— BEGIN Stored records —

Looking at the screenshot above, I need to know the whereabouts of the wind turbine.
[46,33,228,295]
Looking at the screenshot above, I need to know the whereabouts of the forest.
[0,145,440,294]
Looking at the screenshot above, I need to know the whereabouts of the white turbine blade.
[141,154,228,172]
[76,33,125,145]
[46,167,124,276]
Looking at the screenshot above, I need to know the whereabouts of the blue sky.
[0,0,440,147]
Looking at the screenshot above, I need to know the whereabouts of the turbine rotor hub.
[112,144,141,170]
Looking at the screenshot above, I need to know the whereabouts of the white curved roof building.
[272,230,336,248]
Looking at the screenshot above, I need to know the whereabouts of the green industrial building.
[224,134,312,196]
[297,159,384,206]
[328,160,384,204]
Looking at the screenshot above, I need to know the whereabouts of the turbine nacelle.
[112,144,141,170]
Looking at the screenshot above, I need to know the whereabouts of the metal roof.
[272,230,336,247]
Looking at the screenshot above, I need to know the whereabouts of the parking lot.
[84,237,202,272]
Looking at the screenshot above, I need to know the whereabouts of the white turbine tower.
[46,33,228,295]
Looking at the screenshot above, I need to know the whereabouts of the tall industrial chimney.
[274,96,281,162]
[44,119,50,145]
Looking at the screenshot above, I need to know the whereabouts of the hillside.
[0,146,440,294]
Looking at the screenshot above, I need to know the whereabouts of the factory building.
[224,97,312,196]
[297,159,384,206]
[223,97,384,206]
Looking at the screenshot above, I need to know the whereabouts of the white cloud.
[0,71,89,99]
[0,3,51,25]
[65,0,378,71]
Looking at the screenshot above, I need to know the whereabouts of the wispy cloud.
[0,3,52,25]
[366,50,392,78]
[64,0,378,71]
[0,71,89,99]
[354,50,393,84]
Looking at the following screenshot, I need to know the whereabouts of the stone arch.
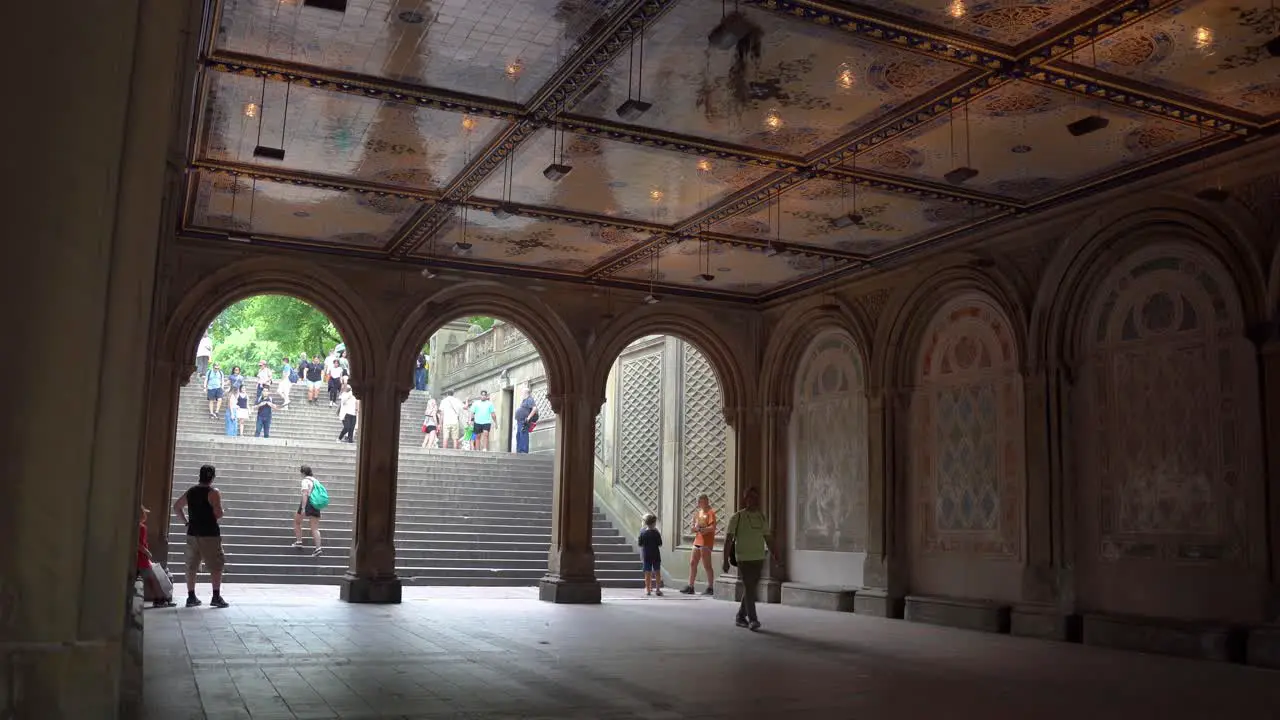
[1028,195,1275,369]
[1046,238,1266,621]
[390,282,582,409]
[868,256,1027,389]
[163,258,383,387]
[896,288,1027,601]
[585,305,755,415]
[760,297,870,409]
[786,325,869,585]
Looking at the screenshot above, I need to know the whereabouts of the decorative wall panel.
[614,348,662,512]
[677,341,728,539]
[1078,249,1261,566]
[908,296,1025,559]
[791,332,867,552]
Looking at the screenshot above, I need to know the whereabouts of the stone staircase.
[168,383,643,587]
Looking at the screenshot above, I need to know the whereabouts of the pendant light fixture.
[616,18,653,122]
[942,102,978,184]
[1066,33,1111,137]
[253,76,293,160]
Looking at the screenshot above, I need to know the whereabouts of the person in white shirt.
[338,386,360,442]
[293,465,320,556]
[196,333,214,378]
[440,389,462,450]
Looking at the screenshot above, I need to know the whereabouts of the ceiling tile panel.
[712,179,993,256]
[618,241,835,295]
[575,1,965,155]
[216,0,621,101]
[1075,0,1280,118]
[188,173,422,250]
[419,209,648,273]
[204,67,504,191]
[858,81,1202,201]
[476,131,771,224]
[863,0,1105,46]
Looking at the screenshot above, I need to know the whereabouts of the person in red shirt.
[137,505,177,607]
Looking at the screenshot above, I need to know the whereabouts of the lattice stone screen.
[616,350,662,512]
[677,342,728,539]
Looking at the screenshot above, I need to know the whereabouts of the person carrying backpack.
[293,465,329,557]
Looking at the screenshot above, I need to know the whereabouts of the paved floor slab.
[146,585,1280,720]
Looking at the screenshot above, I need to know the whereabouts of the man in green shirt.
[723,488,782,630]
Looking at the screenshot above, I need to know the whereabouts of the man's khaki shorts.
[187,536,227,578]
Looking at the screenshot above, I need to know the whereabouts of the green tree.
[210,295,342,361]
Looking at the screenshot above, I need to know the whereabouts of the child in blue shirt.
[636,512,662,597]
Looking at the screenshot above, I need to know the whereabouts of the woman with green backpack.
[293,465,329,557]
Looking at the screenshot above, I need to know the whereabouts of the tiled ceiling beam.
[204,50,522,118]
[1018,0,1180,67]
[742,0,1014,70]
[387,0,676,258]
[191,159,440,202]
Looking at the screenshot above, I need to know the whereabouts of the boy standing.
[636,512,662,597]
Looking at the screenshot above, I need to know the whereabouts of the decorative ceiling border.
[204,53,522,119]
[548,114,804,170]
[744,0,1014,70]
[1018,0,1181,65]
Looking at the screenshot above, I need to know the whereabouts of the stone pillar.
[538,392,600,603]
[340,377,413,603]
[1258,329,1280,609]
[0,0,200,720]
[854,389,909,618]
[142,360,196,563]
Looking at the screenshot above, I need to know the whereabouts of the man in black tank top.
[173,465,228,607]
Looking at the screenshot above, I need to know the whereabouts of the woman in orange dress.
[680,495,716,594]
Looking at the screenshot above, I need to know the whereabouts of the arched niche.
[899,291,1027,601]
[1066,242,1266,621]
[786,328,868,587]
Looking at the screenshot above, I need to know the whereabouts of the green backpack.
[307,478,329,510]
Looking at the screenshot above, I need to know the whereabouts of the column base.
[538,575,600,605]
[338,575,401,605]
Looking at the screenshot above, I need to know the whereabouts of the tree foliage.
[209,295,342,375]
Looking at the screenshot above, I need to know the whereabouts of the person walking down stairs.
[338,386,360,442]
[173,465,228,607]
[293,465,329,557]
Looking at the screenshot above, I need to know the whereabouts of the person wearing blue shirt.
[471,389,493,452]
[205,363,223,420]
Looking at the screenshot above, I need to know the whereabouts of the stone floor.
[146,585,1280,720]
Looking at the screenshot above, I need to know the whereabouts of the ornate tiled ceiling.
[182,0,1280,301]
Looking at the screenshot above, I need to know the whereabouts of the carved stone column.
[342,377,411,603]
[538,393,600,603]
[142,360,196,570]
[854,391,910,618]
[1258,331,1280,609]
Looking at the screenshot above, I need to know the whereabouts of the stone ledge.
[1009,605,1080,643]
[854,588,902,620]
[905,594,1010,633]
[782,583,858,612]
[1083,615,1244,662]
[538,575,600,605]
[1245,625,1280,669]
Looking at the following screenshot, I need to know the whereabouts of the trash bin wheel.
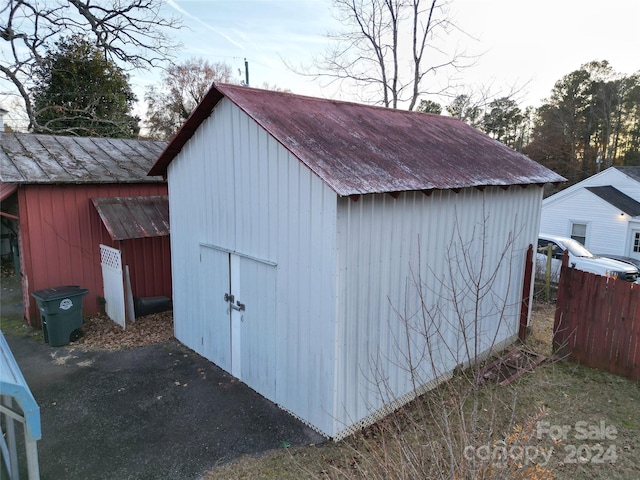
[69,328,82,342]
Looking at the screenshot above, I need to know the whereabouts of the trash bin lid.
[31,285,89,301]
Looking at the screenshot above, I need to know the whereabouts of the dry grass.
[204,302,640,480]
[75,311,173,350]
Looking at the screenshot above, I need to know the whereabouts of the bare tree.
[0,0,180,128]
[316,0,472,110]
[145,58,232,139]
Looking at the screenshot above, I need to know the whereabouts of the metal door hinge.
[231,300,244,312]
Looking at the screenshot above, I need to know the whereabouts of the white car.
[536,233,638,283]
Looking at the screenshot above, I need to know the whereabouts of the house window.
[571,223,587,245]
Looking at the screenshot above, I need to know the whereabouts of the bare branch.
[0,0,181,128]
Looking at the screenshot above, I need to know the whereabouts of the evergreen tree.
[31,36,140,138]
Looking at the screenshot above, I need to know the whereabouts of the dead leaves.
[75,311,173,350]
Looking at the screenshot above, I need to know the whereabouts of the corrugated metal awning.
[91,195,169,240]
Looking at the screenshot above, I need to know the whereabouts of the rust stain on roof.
[91,195,169,240]
[149,85,565,196]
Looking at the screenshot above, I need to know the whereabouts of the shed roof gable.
[149,85,564,196]
[0,132,166,184]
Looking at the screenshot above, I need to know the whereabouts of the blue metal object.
[0,332,42,480]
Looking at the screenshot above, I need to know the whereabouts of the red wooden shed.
[0,133,171,326]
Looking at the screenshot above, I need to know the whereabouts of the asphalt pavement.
[0,278,325,480]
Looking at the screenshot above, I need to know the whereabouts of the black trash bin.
[31,285,89,347]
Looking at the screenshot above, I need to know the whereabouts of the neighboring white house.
[540,167,640,259]
[150,85,564,439]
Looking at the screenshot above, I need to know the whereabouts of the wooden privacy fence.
[553,255,640,380]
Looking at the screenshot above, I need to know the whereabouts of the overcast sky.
[133,0,640,106]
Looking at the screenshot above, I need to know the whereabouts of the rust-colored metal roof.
[149,85,565,196]
[0,132,166,184]
[91,195,169,240]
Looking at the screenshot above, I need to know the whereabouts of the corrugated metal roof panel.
[91,195,169,240]
[149,85,565,196]
[0,132,166,184]
[613,166,640,182]
[585,185,640,217]
[0,182,18,202]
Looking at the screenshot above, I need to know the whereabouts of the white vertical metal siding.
[168,99,337,435]
[540,188,629,255]
[333,186,542,436]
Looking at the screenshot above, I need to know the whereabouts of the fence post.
[518,245,533,343]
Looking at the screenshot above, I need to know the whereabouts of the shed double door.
[200,246,276,398]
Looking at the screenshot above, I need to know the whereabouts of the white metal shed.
[150,85,563,439]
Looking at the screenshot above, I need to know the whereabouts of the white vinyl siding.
[540,187,628,255]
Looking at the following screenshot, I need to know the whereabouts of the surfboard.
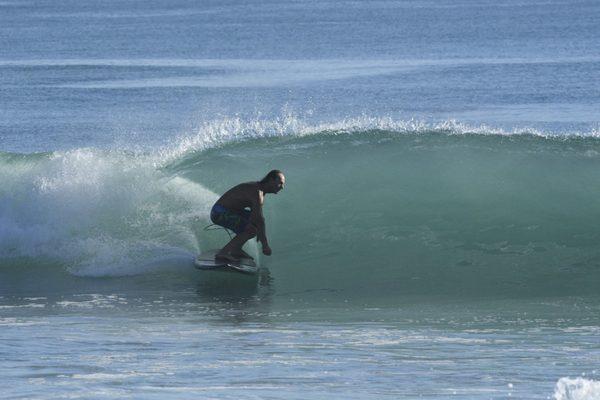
[194,249,258,275]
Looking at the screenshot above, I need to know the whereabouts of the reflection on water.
[196,268,275,323]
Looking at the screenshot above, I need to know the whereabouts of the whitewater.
[0,0,600,400]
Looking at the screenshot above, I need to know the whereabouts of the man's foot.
[233,250,254,260]
[215,253,240,262]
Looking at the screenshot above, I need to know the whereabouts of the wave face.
[0,119,600,298]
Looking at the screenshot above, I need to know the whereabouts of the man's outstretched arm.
[250,191,271,255]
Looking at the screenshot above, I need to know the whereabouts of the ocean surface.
[0,0,600,400]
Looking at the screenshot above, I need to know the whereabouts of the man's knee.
[244,224,258,238]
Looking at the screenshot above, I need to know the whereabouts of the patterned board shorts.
[210,204,250,234]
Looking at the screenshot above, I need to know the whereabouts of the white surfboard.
[194,249,258,274]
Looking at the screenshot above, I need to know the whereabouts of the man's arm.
[250,191,271,254]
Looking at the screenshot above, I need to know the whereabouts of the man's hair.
[260,169,283,183]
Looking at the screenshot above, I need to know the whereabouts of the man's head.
[260,169,285,193]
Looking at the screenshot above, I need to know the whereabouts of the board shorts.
[210,204,250,234]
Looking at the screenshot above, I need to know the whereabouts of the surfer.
[210,169,285,261]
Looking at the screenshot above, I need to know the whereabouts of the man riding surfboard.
[210,169,285,261]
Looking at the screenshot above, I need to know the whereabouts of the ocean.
[0,0,600,400]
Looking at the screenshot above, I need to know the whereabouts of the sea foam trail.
[0,116,600,296]
[554,378,600,400]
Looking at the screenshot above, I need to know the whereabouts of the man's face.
[270,174,285,193]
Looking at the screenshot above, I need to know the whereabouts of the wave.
[0,116,600,296]
[554,378,600,400]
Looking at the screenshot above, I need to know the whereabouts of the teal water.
[0,0,600,400]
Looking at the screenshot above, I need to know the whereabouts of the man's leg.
[217,224,256,261]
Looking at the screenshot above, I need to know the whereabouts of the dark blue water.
[0,0,600,400]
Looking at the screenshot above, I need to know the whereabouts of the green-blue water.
[0,0,600,400]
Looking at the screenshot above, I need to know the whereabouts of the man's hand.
[263,245,271,256]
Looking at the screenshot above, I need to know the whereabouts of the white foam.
[0,149,216,276]
[554,377,600,400]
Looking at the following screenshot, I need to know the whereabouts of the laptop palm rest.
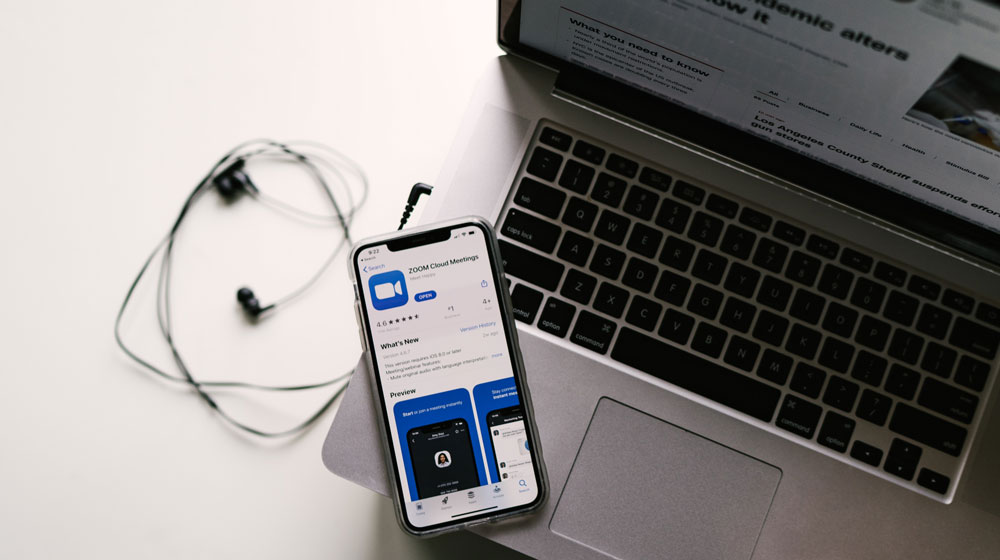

— END Stored records —

[Stated exercise] Count the lines in the rows above that contain the word "decorative". Give only that number.

[Exercise output] 2